— Begin DATA TO USE —

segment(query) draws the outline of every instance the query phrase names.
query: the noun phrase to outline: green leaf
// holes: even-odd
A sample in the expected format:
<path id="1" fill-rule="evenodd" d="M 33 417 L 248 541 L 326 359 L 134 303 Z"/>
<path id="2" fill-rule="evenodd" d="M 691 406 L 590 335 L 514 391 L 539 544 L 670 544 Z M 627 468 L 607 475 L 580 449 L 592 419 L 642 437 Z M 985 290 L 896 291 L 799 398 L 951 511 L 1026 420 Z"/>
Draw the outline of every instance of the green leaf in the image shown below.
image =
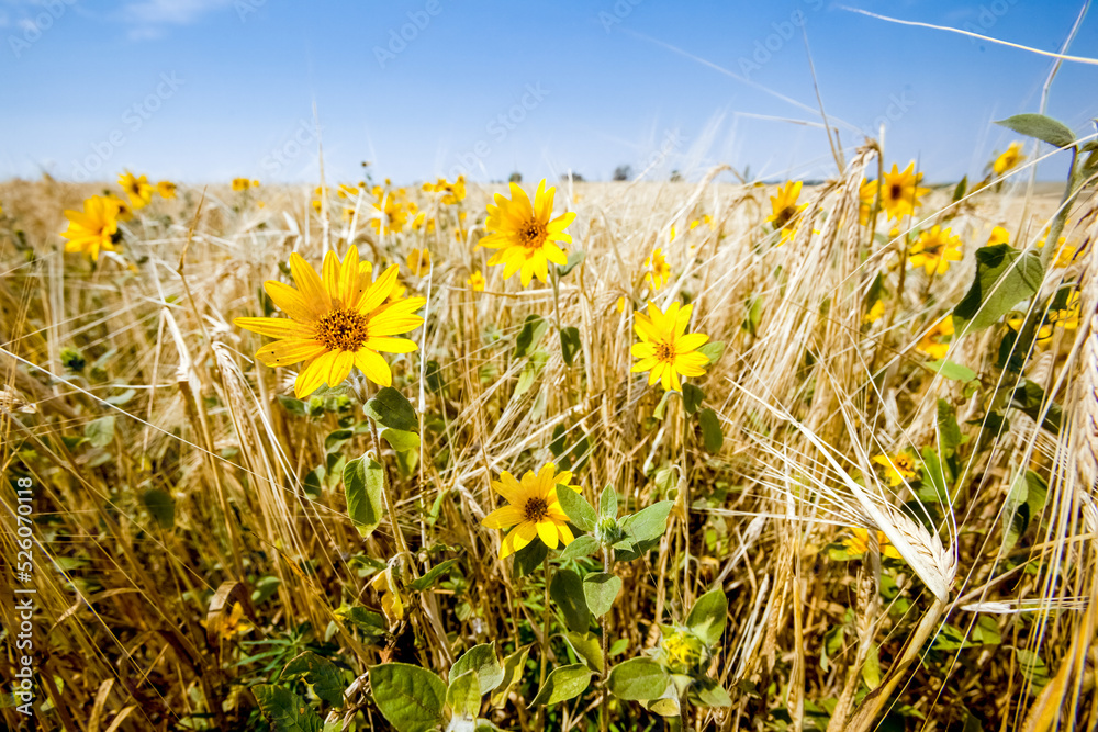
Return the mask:
<path id="1" fill-rule="evenodd" d="M 560 560 L 562 562 L 569 562 L 572 560 L 578 560 L 583 556 L 591 556 L 598 550 L 598 540 L 592 537 L 590 533 L 585 533 L 582 537 L 576 537 L 572 540 L 564 551 L 560 553 Z"/>
<path id="2" fill-rule="evenodd" d="M 560 352 L 564 357 L 564 363 L 572 365 L 575 354 L 580 352 L 583 345 L 580 342 L 580 329 L 568 326 L 560 329 Z"/>
<path id="3" fill-rule="evenodd" d="M 446 685 L 426 668 L 382 663 L 370 668 L 373 700 L 397 732 L 429 732 L 442 724 Z"/>
<path id="4" fill-rule="evenodd" d="M 544 317 L 534 315 L 533 313 L 527 315 L 526 320 L 523 322 L 523 329 L 518 331 L 518 337 L 515 338 L 515 358 L 520 359 L 524 356 L 529 356 L 548 329 L 549 322 Z"/>
<path id="5" fill-rule="evenodd" d="M 713 409 L 702 409 L 698 415 L 702 425 L 702 444 L 709 454 L 717 454 L 725 444 L 725 433 L 720 431 L 720 419 Z"/>
<path id="6" fill-rule="evenodd" d="M 674 503 L 661 500 L 621 519 L 619 526 L 626 538 L 615 547 L 628 549 L 631 544 L 645 544 L 659 539 L 668 530 L 668 516 Z"/>
<path id="7" fill-rule="evenodd" d="M 946 359 L 938 359 L 937 361 L 929 361 L 927 368 L 931 371 L 942 374 L 944 378 L 952 381 L 972 381 L 976 378 L 976 372 L 968 367 L 961 365 L 960 363 L 954 363 Z"/>
<path id="8" fill-rule="evenodd" d="M 549 555 L 549 548 L 540 539 L 535 539 L 515 552 L 515 574 L 519 577 L 536 572 L 541 567 L 546 556 Z"/>
<path id="9" fill-rule="evenodd" d="M 697 412 L 704 401 L 705 392 L 694 384 L 683 384 L 683 406 L 686 407 L 686 414 L 692 415 Z"/>
<path id="10" fill-rule="evenodd" d="M 660 397 L 660 403 L 656 405 L 656 409 L 652 412 L 652 416 L 657 419 L 663 419 L 668 412 L 668 404 L 671 402 L 672 396 L 681 396 L 679 392 L 663 392 L 663 396 Z"/>
<path id="11" fill-rule="evenodd" d="M 713 365 L 725 354 L 725 342 L 721 340 L 710 340 L 705 346 L 698 348 L 697 352 L 709 359 L 708 365 Z"/>
<path id="12" fill-rule="evenodd" d="M 630 658 L 610 669 L 606 684 L 618 699 L 646 701 L 663 696 L 671 675 L 651 658 Z"/>
<path id="13" fill-rule="evenodd" d="M 1016 114 L 1006 120 L 997 120 L 995 124 L 1056 147 L 1071 147 L 1075 144 L 1075 133 L 1067 125 L 1043 114 Z"/>
<path id="14" fill-rule="evenodd" d="M 518 649 L 503 660 L 503 680 L 492 695 L 492 705 L 502 707 L 507 701 L 507 692 L 516 682 L 523 678 L 523 671 L 526 668 L 526 658 L 529 656 L 529 644 Z"/>
<path id="15" fill-rule="evenodd" d="M 955 337 L 997 323 L 1015 305 L 1037 293 L 1043 275 L 1037 251 L 1018 251 L 1009 244 L 977 249 L 976 279 L 953 309 Z"/>
<path id="16" fill-rule="evenodd" d="M 83 436 L 93 448 L 105 448 L 114 439 L 114 415 L 92 419 L 83 426 Z"/>
<path id="17" fill-rule="evenodd" d="M 583 260 L 587 258 L 587 252 L 583 249 L 576 249 L 568 255 L 568 261 L 563 264 L 557 264 L 557 274 L 564 277 L 573 269 L 583 263 Z"/>
<path id="18" fill-rule="evenodd" d="M 321 732 L 321 718 L 304 699 L 274 684 L 251 687 L 259 711 L 270 722 L 271 732 Z"/>
<path id="19" fill-rule="evenodd" d="M 595 572 L 583 578 L 583 598 L 587 608 L 596 618 L 606 615 L 618 593 L 621 592 L 621 577 L 607 572 Z"/>
<path id="20" fill-rule="evenodd" d="M 481 643 L 466 651 L 450 667 L 450 677 L 467 671 L 477 672 L 481 695 L 500 686 L 503 682 L 503 666 L 500 665 L 500 660 L 495 655 L 495 641 Z"/>
<path id="21" fill-rule="evenodd" d="M 605 660 L 603 658 L 602 639 L 594 633 L 570 632 L 564 634 L 568 644 L 572 646 L 575 655 L 583 658 L 591 671 L 603 673 Z"/>
<path id="22" fill-rule="evenodd" d="M 379 425 L 405 432 L 418 432 L 419 420 L 412 403 L 392 386 L 385 386 L 366 403 L 366 414 Z"/>
<path id="23" fill-rule="evenodd" d="M 609 483 L 598 496 L 598 518 L 617 518 L 617 491 Z"/>
<path id="24" fill-rule="evenodd" d="M 336 665 L 312 651 L 305 651 L 293 657 L 282 668 L 280 680 L 302 678 L 312 687 L 313 692 L 333 707 L 343 707 L 344 683 Z"/>
<path id="25" fill-rule="evenodd" d="M 560 507 L 564 509 L 564 514 L 569 520 L 578 526 L 581 531 L 595 530 L 595 525 L 598 523 L 598 516 L 586 498 L 568 486 L 558 485 L 557 500 L 560 502 Z"/>
<path id="26" fill-rule="evenodd" d="M 383 485 L 384 473 L 381 463 L 372 455 L 356 458 L 344 469 L 347 514 L 363 539 L 373 533 L 384 516 Z"/>
<path id="27" fill-rule="evenodd" d="M 549 596 L 552 597 L 569 630 L 586 632 L 591 624 L 591 612 L 584 599 L 583 581 L 571 570 L 557 570 L 549 583 Z"/>
<path id="28" fill-rule="evenodd" d="M 430 567 L 426 574 L 424 574 L 418 579 L 414 579 L 411 583 L 412 589 L 417 593 L 422 593 L 425 589 L 429 589 L 438 584 L 442 574 L 449 571 L 451 566 L 458 563 L 458 560 L 446 560 L 445 562 L 439 562 L 435 566 Z"/>
<path id="29" fill-rule="evenodd" d="M 705 641 L 706 645 L 717 645 L 720 642 L 720 634 L 725 632 L 727 615 L 728 598 L 725 597 L 725 590 L 714 587 L 694 603 L 690 615 L 686 616 L 686 627 Z"/>
<path id="30" fill-rule="evenodd" d="M 593 672 L 582 663 L 553 668 L 546 679 L 545 686 L 538 689 L 538 696 L 534 697 L 534 701 L 527 709 L 533 709 L 538 705 L 549 706 L 574 699 L 591 685 L 593 675 Z"/>
<path id="31" fill-rule="evenodd" d="M 480 679 L 475 671 L 467 671 L 455 676 L 450 672 L 450 685 L 446 688 L 446 705 L 453 714 L 469 720 L 477 719 L 480 711 Z"/>
<path id="32" fill-rule="evenodd" d="M 176 525 L 176 499 L 164 488 L 149 488 L 141 494 L 141 502 L 161 529 L 170 529 Z"/>
<path id="33" fill-rule="evenodd" d="M 386 427 L 381 430 L 381 438 L 393 446 L 393 450 L 397 452 L 419 449 L 419 436 L 415 432 L 406 432 L 403 429 Z"/>

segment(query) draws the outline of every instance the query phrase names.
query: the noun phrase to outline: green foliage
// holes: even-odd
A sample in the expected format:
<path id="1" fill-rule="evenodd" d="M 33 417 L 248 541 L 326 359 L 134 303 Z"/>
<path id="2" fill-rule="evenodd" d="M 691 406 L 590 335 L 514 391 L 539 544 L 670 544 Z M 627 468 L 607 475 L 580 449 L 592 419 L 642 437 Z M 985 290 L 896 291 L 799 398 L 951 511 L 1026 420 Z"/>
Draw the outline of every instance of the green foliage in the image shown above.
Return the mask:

— End DATA TO USE —

YOUR GOAL =>
Collect every line of the material above that contains the string "noun", and copy each one out.

RIGHT ANSWER =>
query: the noun phrase to outline: green leaf
query: the noun phrase to outline: green foliage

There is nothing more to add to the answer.